PROBLEM 1:
Turn the records into a numbered list, starting with the line that contains "Would you mind indicating the bird in" and running through the final line of the records, both included. Omit blank lines.

PASSAGE:
For Philippe Michel of the anti-independence party Calédonie Ensemble: “The worst thing would be for the third referendum to be held in the months leading up to a presidential election. Between the [Right-wing] assemblement national and the [Left-wing] France insoumise, you could see this issue transformed into a theme for the national campaign.” For many in the independence movement, it doesn’t really matter which French President is in power, given all major parties in Paris support ongoing colonial rule in the Pacific.
Uniting the independence movement
In a significant symbol of the importance of the looming referendum, FLNKS representatives travelled to the Committee of Signatories as one united delegation. For many years, there have been tensions between the two major independence parties Union Calédonienne (UC) and the Party of Kanak Liberation (Palika), and the two camps have often competed for seats in local political institutions. The May 2019 provincial assembly elections in the Northern and Loyalty Islands provinces saw strong contests between electoral lists aligned with UC or Palika. The same competition is likely to be played out in March 2020, during elections for local municipal councils. Despite this, all the parties making up the FLNKS will have a joint campaign for the referendum next year.
There are also significant debates amongst other pro-independence groupings that called for non-participation in the November 2018 referendum, including the Parti Travailliste (PT – Labour Party) and the Union Syndicale des Travailleurs Kanak et Exploités (USTKE – Confederation of Kanak and Exploited Workers’ Unions). The PT’s decision not to participate in the referendum was widely critiqued as a strategic error. At elections last May, PT lost votes and seats in majority Kanak areas, and despite winning a seat in Congress, PT leader Louis Kotra Uregei soon stood down from the parliament.

EXERCISE DATA:
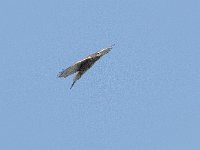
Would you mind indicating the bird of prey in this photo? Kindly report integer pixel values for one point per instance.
(83, 65)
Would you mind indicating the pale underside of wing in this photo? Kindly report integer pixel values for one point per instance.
(71, 70)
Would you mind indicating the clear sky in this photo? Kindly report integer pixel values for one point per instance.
(144, 94)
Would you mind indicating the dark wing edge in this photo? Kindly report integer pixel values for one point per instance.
(71, 70)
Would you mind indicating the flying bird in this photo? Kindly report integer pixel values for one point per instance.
(80, 67)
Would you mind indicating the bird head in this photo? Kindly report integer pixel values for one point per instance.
(104, 51)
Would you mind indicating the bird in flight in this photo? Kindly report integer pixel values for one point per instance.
(80, 67)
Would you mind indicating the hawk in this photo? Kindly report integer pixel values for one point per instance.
(80, 67)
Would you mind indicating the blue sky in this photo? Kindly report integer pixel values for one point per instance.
(145, 94)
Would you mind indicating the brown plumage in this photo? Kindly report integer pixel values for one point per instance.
(83, 65)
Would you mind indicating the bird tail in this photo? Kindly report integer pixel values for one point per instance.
(77, 77)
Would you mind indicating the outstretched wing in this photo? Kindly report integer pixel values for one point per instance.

PROBLEM 2:
Continue the text on New Caledonia's independence movement from its last sentence.

WRITTEN RESPONSE 1:
1. Would you mind indicating the bird in flight in this photo? Kindly report integer pixel values for one point per instance.
2. (80, 67)
3. Would you mind indicating the hawk in this photo? Kindly report integer pixel values for one point per instance.
4. (80, 67)
5. Would you mind indicating the blue sky in this photo? Kindly report integer pixel values for one point per instance.
6. (145, 94)
7. Would you mind indicating the brown plumage in this photo? Kindly report integer pixel values for one point per instance.
8. (83, 65)
9. Would you mind indicating the bird tail in this photo? Kindly report integer pixel values for one point per instance.
10. (77, 77)
11. Would you mind indicating the outstretched wing in this photo? Kindly report integer pixel values for one point per instance.

WRITTEN RESPONSE 2:
On 19 October, the PT and other minor parties held a day-long seminar to debate their future strategy in light of the second referendum. A working group on “Kanak socialist independence” will prepare a report for another meeting next January. In coming months, there will also need to be dialogue between the FLNKS and smaller pro-independence groups, in an attempt to form a united front for the September 2020 vote.
Ensuring referendum participation
The French government has stressed that the November 2018 referendum was conducted fairly, with registration of eligible voters monitored by United Nations electoral missions. Because of a long-running and unresolved dispute over who was eligible to vote, the French government was conscious that perceptions of fraud or maladministration could delegitimise the result.
Conscious of international scrutiny from the United Nations, neighbouring countries and a small media contingent, French officials went out of their way to dispel any concerns over the administration of the polling. Despite this, both supporters and opponents of independence had post-referendum criticisms of the electoral registration and voting process, including eligibility for their supporters, proxy voting and access to polling booths for outer island voters.
For last year’s referendum, there were 174,165 registered voters, but voting is not compulsory. Only 141,099 people cast a valid vote on 4 November, and with an unprecedented 43 per cent supporting independence, only 18,535 votes separated the Yes and No vote. For this reason, with a pool of another 33,066 registered voters and many 18-year-olds reaching the age for registration next year, each camp is working to ensure that the rules favour their constituency.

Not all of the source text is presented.